* _WRITTEN REQUEST_
Rewrite the following lines so that "placing a single dot on each instance" becomes "marking every instance with one dot" wherever it occurs, leaving everything else unchanged.

* _INFORMATION PROVIDED_
--------

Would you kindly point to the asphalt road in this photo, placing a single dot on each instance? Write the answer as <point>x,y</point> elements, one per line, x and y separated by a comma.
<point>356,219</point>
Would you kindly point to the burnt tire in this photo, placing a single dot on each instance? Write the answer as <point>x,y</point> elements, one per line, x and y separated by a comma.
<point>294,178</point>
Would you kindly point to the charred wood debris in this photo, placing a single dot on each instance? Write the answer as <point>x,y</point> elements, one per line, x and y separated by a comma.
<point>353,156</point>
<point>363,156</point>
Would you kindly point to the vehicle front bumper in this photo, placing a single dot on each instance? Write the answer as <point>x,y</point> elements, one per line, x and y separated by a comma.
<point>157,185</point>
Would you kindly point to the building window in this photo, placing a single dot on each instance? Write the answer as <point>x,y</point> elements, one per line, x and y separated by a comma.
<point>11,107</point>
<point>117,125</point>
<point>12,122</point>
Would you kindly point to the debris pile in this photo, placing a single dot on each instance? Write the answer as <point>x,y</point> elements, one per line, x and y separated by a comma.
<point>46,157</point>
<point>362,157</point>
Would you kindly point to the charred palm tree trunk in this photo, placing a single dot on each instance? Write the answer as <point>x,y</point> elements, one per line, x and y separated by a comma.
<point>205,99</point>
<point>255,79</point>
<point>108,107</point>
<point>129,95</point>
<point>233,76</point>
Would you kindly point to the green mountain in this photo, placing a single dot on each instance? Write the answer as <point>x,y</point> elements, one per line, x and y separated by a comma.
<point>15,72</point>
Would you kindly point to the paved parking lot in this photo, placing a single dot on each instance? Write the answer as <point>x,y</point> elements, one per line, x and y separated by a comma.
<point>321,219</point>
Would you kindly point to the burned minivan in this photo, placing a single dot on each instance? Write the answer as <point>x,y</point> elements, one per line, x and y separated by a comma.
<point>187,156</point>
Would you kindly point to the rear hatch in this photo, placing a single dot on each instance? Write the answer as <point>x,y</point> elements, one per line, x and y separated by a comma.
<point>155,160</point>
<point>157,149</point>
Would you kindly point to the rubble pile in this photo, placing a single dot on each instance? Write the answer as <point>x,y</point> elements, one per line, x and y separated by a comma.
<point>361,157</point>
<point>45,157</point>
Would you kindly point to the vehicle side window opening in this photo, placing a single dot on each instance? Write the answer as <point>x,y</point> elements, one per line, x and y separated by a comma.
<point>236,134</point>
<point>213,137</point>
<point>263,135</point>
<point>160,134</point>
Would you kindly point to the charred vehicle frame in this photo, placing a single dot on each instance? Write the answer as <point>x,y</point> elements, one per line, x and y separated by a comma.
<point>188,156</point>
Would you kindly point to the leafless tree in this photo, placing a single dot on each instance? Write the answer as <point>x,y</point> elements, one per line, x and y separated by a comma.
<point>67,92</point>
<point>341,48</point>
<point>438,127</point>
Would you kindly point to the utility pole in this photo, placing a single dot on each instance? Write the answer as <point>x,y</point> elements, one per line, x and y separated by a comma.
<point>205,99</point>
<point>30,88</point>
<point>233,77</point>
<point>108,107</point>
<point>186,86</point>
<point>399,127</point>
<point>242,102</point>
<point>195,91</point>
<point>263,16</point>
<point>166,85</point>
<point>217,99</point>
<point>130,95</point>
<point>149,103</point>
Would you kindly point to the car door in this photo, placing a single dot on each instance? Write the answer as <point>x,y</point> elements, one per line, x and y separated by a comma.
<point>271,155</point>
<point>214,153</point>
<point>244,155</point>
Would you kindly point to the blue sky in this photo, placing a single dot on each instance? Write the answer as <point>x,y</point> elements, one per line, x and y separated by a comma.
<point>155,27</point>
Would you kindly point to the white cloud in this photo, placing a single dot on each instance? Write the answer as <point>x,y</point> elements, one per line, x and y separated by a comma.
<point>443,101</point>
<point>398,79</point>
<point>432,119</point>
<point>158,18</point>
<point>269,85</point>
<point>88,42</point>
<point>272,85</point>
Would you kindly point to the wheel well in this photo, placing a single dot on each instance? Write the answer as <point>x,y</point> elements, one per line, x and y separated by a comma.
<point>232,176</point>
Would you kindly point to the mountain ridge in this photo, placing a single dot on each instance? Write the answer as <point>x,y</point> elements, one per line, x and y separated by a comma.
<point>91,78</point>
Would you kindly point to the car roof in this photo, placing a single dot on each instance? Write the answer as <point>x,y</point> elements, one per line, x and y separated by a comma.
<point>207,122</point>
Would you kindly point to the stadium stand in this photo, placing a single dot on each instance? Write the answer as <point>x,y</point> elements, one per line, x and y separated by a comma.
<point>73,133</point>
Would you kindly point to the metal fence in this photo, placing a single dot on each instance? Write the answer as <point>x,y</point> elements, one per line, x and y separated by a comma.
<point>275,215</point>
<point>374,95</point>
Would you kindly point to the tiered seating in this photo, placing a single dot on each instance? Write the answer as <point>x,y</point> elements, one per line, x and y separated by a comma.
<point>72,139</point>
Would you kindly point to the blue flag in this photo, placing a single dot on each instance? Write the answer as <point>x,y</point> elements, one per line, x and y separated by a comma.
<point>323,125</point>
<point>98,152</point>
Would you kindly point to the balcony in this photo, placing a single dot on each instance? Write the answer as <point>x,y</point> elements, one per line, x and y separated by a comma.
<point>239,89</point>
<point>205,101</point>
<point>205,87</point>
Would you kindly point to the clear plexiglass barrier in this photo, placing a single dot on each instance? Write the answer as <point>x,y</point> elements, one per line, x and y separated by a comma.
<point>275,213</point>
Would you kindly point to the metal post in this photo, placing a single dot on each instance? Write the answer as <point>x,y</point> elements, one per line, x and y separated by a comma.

--------

* _SOLVED PROBLEM_
Would you kindly point to the asphalt road in this photo, marking every instance with one dot? Write the answer as <point>x,y</point> elements, one per line, x and y separated by a comma.
<point>356,219</point>
Would you kindly point to the burnt tire in this photo, marking every instance with one dot? Write the answer as <point>x,y</point> elements, one per line, x and y separated by a comma.
<point>294,178</point>
Would you kindly point to the charred wood debris in this photo, marking every instance with one dot? Write the answer as <point>x,y</point> elements, one per line, x and y separated by a comma.
<point>353,156</point>
<point>363,156</point>
Would you kindly point to the vehicle front bumper in this photo, marking every instance with one dot? Write the answer as <point>x,y</point> elements, one per line, x and y separated by a comma.
<point>157,185</point>
Would you kindly point to the building window in this photo, marking every instance with one dot? Write the answer as <point>x,y</point> elements, one per line, x and y separated by a comma.
<point>11,107</point>
<point>117,125</point>
<point>12,122</point>
Would you kindly point to the debris pile in this photo, marking every instance with one dot? Write the answer as <point>x,y</point> elements, one per line, x and y separated by a comma.
<point>46,157</point>
<point>362,157</point>
Would you kindly point to the charred palm tree trunk in this photo, marking every instance with one dot? Write the answer as <point>x,y</point> elements, one per line, x and y separated by a comma.
<point>205,99</point>
<point>255,79</point>
<point>108,107</point>
<point>129,95</point>
<point>233,76</point>
Would you kindly point to the green mountain in this photo, marking every instance with one dot? Write the answer as <point>x,y</point> elements, one per line, x and y separated by a comma.
<point>15,72</point>
Would you kindly point to the paved parking lot in this photo, marking every instance with one dot? Write the answer as <point>x,y</point> elements, one per line, x and y separated by a comma.
<point>321,219</point>
Would you kindly point to the burned minivan in this photo, marking every instance with one dot? Write the answer as <point>x,y</point> elements, one per line, x and y separated by a comma.
<point>187,156</point>
Would you kindly point to the rear hatch in this photo, marking every instance with one dot? Write the answer as <point>x,y</point> elements, one per line, x and y separated by a comma.
<point>155,160</point>
<point>157,149</point>
Would you kindly point to the rubble pile in this photo, marking every instance with one dot? Write the answer as <point>x,y</point> elements, one per line, x and y separated by a comma.
<point>361,157</point>
<point>45,157</point>
Would you kindly point to the vehicle side window opening in this photo, marking every instance with one dot? Write the answer as <point>x,y</point> elements, one per line, x and y separated by a comma.
<point>236,134</point>
<point>213,137</point>
<point>263,135</point>
<point>160,134</point>
Would you kindly point to the charred vehicle frame in this photo, marking every instance with one dot? Write the answer as <point>x,y</point> elements, one per line, x and y separated by a comma.
<point>188,156</point>
Would you kindly point to the leafless tree in this photo, marking every instance with one dot? Write the answer as <point>x,y</point> elements, one per line, x and y separated by a comma.
<point>67,92</point>
<point>341,48</point>
<point>438,127</point>
Would you kindly point to the utility pole in this photo, marking every instance with one dot? Write the answer as <point>x,y</point> elements, one per line, x and y separated by a comma.
<point>205,99</point>
<point>30,88</point>
<point>233,77</point>
<point>108,107</point>
<point>186,86</point>
<point>399,127</point>
<point>242,102</point>
<point>195,91</point>
<point>263,16</point>
<point>166,85</point>
<point>217,99</point>
<point>130,95</point>
<point>149,103</point>
Would you kindly point to the car door in this photo, marking every instance with one dot? Write the answer as <point>x,y</point> elements, one per line, x and y separated by a comma.
<point>271,155</point>
<point>214,153</point>
<point>244,155</point>
Would you kindly point to the blue sky in this photo, marking every instance with one dot? Write the answer as <point>x,y</point> elements, one per line, x and y separated by a comma.
<point>155,27</point>
Would you kindly point to the white cloud in this photo, marking every instance with one dot? Write the answer as <point>x,y</point> elements, one per line, x and y separated by a comma.
<point>443,101</point>
<point>398,79</point>
<point>432,119</point>
<point>158,18</point>
<point>269,85</point>
<point>88,42</point>
<point>272,85</point>
Would you kindly point to the wheel well in this photo, marking every instance with one dot? Write the answer as <point>x,y</point> elements, one per line, x and y separated by a comma.
<point>232,176</point>
Would you kindly point to the mountain ridge in this photo, marking every instance with one dot? Write the answer as <point>x,y</point> elements, one per line, x and y separated by a comma.
<point>91,78</point>
Would you kindly point to the car roof in this photo, marking every instance with one dot? Write the answer as <point>x,y</point> elements, one per line, x and y separated by a comma.
<point>207,122</point>
Would you kindly point to the stadium stand in this photo, marking every instance with one dot? Write the answer as <point>x,y</point> elements, one per line, x and y separated by a comma.
<point>73,133</point>
Would you kindly point to the metal fence in this photo, marking every instance with one dot? Write the answer as <point>x,y</point> elements, one per line, x and y separated by a comma.
<point>275,215</point>
<point>374,95</point>
Would you kindly point to the tiered seating in this photo, marking every instance with one dot? Write the answer as <point>x,y</point> elements, one per line, x and y separated by a comma.
<point>72,139</point>
Would you kindly point to the blue flag in this photo, marking every instance with one dot? Write the answer as <point>x,y</point> elements, one per line, x and y separated by a comma.
<point>323,125</point>
<point>98,152</point>
Would you kindly point to the balcony in this photo, marking every instance with one dot? Write the answer as <point>x,y</point> elements, one per line, x and y separated by a comma.
<point>239,89</point>
<point>205,101</point>
<point>205,87</point>
Would you kindly point to the clear plexiglass barrier in this photo, marking every instance with one dot? Write the answer as <point>x,y</point> elements, one per line, x and y separated by a comma.
<point>275,213</point>
Would you kindly point to the metal post in this photo, marking every instance with one dot? Write the answer as <point>x,y</point> elements, one per line, x and y separated by a comma.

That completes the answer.